#### Entries provided
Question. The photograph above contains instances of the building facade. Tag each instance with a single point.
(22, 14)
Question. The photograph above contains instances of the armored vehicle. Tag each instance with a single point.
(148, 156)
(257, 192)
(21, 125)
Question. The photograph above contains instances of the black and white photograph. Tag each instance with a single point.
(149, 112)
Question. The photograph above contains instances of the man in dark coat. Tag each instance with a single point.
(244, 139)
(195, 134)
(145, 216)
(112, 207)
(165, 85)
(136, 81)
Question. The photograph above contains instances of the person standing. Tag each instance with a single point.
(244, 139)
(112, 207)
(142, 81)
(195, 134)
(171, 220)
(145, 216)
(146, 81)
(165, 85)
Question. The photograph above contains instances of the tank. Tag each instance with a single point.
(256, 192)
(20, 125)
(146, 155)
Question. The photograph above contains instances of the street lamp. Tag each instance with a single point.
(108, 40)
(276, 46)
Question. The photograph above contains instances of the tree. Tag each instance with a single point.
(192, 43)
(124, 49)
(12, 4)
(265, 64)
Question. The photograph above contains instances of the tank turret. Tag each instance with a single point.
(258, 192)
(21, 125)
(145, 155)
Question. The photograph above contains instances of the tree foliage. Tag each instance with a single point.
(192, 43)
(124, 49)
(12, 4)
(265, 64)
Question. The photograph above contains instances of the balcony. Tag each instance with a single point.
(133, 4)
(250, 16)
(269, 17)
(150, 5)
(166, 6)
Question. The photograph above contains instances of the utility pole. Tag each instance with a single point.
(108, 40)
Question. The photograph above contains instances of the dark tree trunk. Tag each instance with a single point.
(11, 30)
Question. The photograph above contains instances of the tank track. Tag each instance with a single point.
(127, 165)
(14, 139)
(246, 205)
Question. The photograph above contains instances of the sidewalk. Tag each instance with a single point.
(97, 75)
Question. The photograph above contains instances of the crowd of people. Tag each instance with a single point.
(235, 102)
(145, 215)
########
Short exercise »
Repeat the material above in full, keeping every word.

Result for this exercise »
Question. The photograph above contains instances of the building facade. Tag each instance with a single point.
(22, 14)
Question. The photograph above contains instances of the armored vehicle. Tag each instance with a single point.
(148, 156)
(257, 192)
(21, 125)
Question. The photograph above contains instances of the black and white photograph. Tag each instance with a single point.
(149, 112)
Question. The photograph above contains instances of the man in dark coat. Tag each instance with a single point.
(244, 139)
(195, 134)
(145, 216)
(112, 207)
(165, 85)
(136, 81)
Question. The photograph above contains instances of the person standing. Tag each instance with a single point.
(244, 139)
(112, 207)
(142, 81)
(195, 134)
(171, 220)
(145, 216)
(146, 81)
(165, 85)
Question. The photograph above contains instances of the tank. Tag each instance with a single point.
(256, 192)
(20, 125)
(146, 155)
Question. The photograph above contains instances of the street lamp. Tag each instance with a single point.
(108, 40)
(276, 46)
Question. The photograph above contains instances of the tree. Tag each instance with a single point.
(192, 43)
(124, 49)
(12, 4)
(265, 64)
Question. The photograph above contains instances of the tank turret. Tag each instance with a single point.
(258, 192)
(21, 125)
(145, 155)
Question. The photograph above contains instances of the tree foliage. Tag each instance with a single point.
(192, 43)
(124, 49)
(12, 4)
(265, 64)
Question. The photograph above contains instances of the balcony. Tag each instance with a single point.
(133, 4)
(250, 16)
(269, 17)
(150, 5)
(166, 6)
Question. The photograph above contains instances of the utility pole. Tag each instance with a single point.
(108, 40)
Question. The photograph above contains instances of the dark tree trunk. Tag each instance with a single point.
(11, 30)
Question. The photograph above contains instances of the tank track. Tag each instance with a single point.
(127, 165)
(14, 139)
(246, 205)
Question. The photograph above contains instances of the sidewalk. Tag each instance with a single point.
(97, 75)
Question. The photograph above contains instances of the crowd of people. Tag each instance with a single point.
(235, 102)
(145, 215)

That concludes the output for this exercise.